• **OBJECTIVE**
Can you render every line of the data below as a JSON list of strings, one string per line, leaving out any blank lines?
::::
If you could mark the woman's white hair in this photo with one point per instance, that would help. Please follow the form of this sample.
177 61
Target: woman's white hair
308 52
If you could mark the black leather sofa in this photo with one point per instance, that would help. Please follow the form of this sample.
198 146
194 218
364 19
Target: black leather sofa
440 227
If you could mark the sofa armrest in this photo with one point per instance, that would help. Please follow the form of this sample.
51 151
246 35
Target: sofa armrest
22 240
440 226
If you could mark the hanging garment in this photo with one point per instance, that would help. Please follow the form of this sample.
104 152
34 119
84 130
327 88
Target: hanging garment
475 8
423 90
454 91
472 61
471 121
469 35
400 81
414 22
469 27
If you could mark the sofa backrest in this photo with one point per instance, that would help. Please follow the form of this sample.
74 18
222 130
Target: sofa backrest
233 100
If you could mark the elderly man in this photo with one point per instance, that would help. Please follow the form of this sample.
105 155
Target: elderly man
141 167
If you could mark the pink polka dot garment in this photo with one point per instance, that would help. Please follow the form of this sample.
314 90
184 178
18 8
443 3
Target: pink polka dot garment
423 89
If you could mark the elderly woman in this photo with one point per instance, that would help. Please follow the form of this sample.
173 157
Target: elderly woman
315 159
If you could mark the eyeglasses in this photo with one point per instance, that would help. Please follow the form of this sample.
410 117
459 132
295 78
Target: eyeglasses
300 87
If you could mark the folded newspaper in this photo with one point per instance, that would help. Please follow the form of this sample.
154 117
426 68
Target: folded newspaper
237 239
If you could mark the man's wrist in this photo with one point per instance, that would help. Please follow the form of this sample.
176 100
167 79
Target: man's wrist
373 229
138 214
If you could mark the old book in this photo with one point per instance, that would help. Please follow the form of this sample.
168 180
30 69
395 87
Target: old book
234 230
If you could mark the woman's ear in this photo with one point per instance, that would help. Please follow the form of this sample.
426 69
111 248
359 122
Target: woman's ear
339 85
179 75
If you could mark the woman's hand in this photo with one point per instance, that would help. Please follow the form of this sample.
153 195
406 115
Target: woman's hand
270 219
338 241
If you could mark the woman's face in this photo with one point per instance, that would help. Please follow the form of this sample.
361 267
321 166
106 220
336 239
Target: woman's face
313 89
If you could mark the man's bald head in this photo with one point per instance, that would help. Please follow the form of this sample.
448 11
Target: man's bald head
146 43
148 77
::::
• **EXERCISE SOLUTION**
[
  "If you could mark the woman's white hair in this photo with one point per instance, that would help. Please follow the form of this sample.",
  "177 61",
  "Target: woman's white hair",
  "308 52",
  "If you could mark the black leather sofa in this photo with one point per instance, that would help. Please follow the form of this sample.",
  "198 146",
  "194 218",
  "364 19",
  "Target: black leather sofa",
  "440 227",
  "If you could mark the sofa armrest in this photo with one point per instance, that would help. Please follow the form of this sample.",
  "51 151",
  "246 35",
  "Target: sofa armrest",
  "22 240",
  "440 226",
  "If you could mark the hanging garment in this photo with one point per instance, that would help. Please follow the form of this sample.",
  "104 152",
  "34 119",
  "84 130",
  "327 88",
  "Target: hanging garment",
  "475 8",
  "423 90",
  "454 91",
  "472 61",
  "471 121",
  "469 35",
  "400 81",
  "414 22",
  "469 27",
  "If you could mark the sofa backrest in this photo with one point per instance, that would help. Please follow the form of this sample.",
  "74 18",
  "222 130",
  "Target: sofa backrest",
  "233 100",
  "If you could mark the elderly man in this photo with one point per instance, that would help. Please follow the form of this sample.",
  "105 155",
  "Target: elderly man",
  "141 167",
  "If you could mark the pink polka dot garment in this photo with one point per instance, that would help. Please follow the form of this sample.",
  "314 90",
  "184 178",
  "18 8",
  "443 3",
  "Target: pink polka dot garment",
  "423 89",
  "If you could mark the elderly woman in this photo with one point per instance, that would help. Please follow the form of this sample.",
  "173 157",
  "Target: elderly woman",
  "315 159",
  "If you could mark the eyeglasses in this photo with one point per instance, that would help. Please follow the form of this sample.",
  "410 117",
  "459 132",
  "295 78",
  "Target: eyeglasses",
  "300 87",
  "If you could mark the folded newspaper in this photo with one point per instance, that would help. Please follow the form of this sample.",
  "154 117",
  "426 68",
  "Target: folded newspaper",
  "237 239",
  "If you could mark the man's wrist in this photo with one point per instance, that would help. Please follow the form of this sample.",
  "176 100",
  "167 79",
  "Target: man's wrist",
  "373 229",
  "138 214",
  "If you could mark the old book in this photo with one point per instance, that would help. Please follow the form of this sample.",
  "168 180",
  "30 69",
  "395 87",
  "Target: old book",
  "234 230",
  "If you could mark the woman's ear in this photo with one point per instance, that would help. Please follow the form of this sample.",
  "426 69",
  "111 248",
  "359 122",
  "Target: woman's ear",
  "339 85",
  "179 75",
  "If you could mark the woman's hand in this photo with one point per instance, that would help. Please follow the form of this sample.",
  "153 195",
  "406 115",
  "Target: woman's hand",
  "270 219",
  "338 241",
  "If you could mark the woman's face in this photo with one point per instance, that would help. Please follow the form of this sample.",
  "361 267",
  "321 166",
  "106 220",
  "336 239",
  "Target: woman's face",
  "313 89",
  "If you could mark the man's bald head in this photo with one point per instance, that would help. Please follow the form of this sample.",
  "448 11",
  "Target: man's bald head",
  "146 43",
  "148 77"
]